Aim
Convert each line of the records below into a JSON list of strings, with one string per line and any blank lines omitted.

Given entries
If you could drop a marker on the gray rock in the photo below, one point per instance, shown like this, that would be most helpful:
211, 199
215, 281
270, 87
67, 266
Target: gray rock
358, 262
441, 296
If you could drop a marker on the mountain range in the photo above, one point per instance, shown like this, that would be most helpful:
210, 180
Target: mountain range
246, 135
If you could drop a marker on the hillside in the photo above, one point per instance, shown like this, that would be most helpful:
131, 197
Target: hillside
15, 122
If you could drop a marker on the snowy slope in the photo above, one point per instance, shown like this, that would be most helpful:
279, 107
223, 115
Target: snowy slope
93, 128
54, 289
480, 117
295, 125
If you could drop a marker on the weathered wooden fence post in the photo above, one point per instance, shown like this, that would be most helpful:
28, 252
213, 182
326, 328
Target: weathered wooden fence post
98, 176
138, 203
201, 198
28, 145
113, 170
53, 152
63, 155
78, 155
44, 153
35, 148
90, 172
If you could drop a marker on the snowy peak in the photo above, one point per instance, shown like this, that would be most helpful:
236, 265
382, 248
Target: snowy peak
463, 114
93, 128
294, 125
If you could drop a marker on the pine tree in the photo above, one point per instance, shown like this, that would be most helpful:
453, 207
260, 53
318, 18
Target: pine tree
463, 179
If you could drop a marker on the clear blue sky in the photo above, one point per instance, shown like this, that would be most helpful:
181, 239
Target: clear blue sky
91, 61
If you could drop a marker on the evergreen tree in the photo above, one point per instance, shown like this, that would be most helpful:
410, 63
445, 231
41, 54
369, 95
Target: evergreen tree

Result
[
  "If you could drop a marker on the gray rock in the photo below, one point per instance, shown like this, that would be most helpful:",
  "211, 199",
  "215, 281",
  "270, 87",
  "67, 266",
  "Target: gray rock",
  "358, 262",
  "441, 296",
  "If you could drop a marker on the mountain range in the photo above, one point per instance, shown like this, that would be most helpful:",
  "210, 180",
  "Target: mountain range",
  "246, 135",
  "If you could drop a marker on the hillside in the photo above, one point per instance, shown like this, that would be most helpful:",
  "131, 197",
  "Target: hillside",
  "15, 122",
  "If you could drop a marker on the snowy slope in the photo above, one point per instance, shown like this, that would be most helpful:",
  "279, 107",
  "223, 115",
  "Target: snowy slope",
  "93, 128",
  "54, 289",
  "480, 117",
  "295, 125",
  "If you could drop a marker on the weathered wooden fence post in the photo above, one point per instance, shown like this, that would be most helpful:",
  "28, 252",
  "213, 182",
  "326, 328",
  "Target: weathered wooden fence post",
  "98, 176",
  "138, 203",
  "201, 198",
  "28, 145",
  "113, 170",
  "53, 152",
  "63, 155",
  "78, 155",
  "44, 153",
  "35, 148",
  "90, 172",
  "If you could drop a marker on the snowy peak in the photo above, one point per instance, shown like this, that would be most helpful:",
  "236, 265",
  "382, 248",
  "Target: snowy peak",
  "463, 114",
  "93, 128",
  "294, 125",
  "If you could drop a marker on the pine tree in the photo above, one point per instance, shown like this, that would be most helpful:",
  "453, 207",
  "260, 53",
  "318, 18",
  "Target: pine tree",
  "463, 179",
  "If you could drop a marker on the clear blue sky in the photo above, one point per instance, shown like this, that would be most helpful:",
  "181, 239",
  "Target: clear blue sky",
  "91, 61",
  "If you could drop a marker on the evergreen tree in the photo above, one point per instance, shown like this, that would be most helpful:",
  "410, 63",
  "445, 231",
  "41, 54",
  "369, 95",
  "Target: evergreen tree"
]